Convert the part of the listing below that opens with the line containing "For this evaluation, spot every instance of the cattle" and closes with the line containing "(1218, 691)", with both of those lines included, into a JSON list of strings. Use one string per line and leave out blank lines.

- - - - - - -

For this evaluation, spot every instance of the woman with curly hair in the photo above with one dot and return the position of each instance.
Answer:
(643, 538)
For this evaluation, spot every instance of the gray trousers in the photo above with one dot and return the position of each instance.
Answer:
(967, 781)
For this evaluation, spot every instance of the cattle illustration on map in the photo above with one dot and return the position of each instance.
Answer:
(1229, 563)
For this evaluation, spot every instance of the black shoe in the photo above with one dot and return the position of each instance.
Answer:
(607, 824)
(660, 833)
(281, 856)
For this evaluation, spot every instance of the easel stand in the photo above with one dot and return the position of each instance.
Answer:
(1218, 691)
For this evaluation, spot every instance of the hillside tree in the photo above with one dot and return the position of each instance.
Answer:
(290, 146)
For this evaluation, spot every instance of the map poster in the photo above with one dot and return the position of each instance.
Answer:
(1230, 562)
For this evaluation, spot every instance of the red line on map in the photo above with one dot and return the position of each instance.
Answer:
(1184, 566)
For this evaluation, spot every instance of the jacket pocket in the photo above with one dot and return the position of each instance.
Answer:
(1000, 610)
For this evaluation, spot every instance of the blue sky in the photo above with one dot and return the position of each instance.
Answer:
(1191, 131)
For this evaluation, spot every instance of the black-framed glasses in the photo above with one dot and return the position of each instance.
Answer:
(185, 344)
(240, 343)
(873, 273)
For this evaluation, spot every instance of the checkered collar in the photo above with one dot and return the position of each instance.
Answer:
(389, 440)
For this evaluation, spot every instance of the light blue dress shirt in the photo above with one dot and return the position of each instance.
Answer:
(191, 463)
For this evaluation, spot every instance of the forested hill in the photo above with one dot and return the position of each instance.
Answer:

- - - - - - -

**WRITTEN ANSWER:**
[
  "For this evaluation, spot every instance of the cattle illustration on map in the photo above with one dot and return the position of each instance.",
  "Answer:",
  "(1229, 563)",
  "For this evaluation, spot every instance of the black shoe in the photo above with one dot and return the position of each instance.",
  "Answer:",
  "(607, 824)",
  "(660, 833)",
  "(281, 856)",
  "For this evaluation, spot every instance of the easel stand in the photo above with one dot and return the position of each instance.",
  "Answer:",
  "(1218, 691)"
]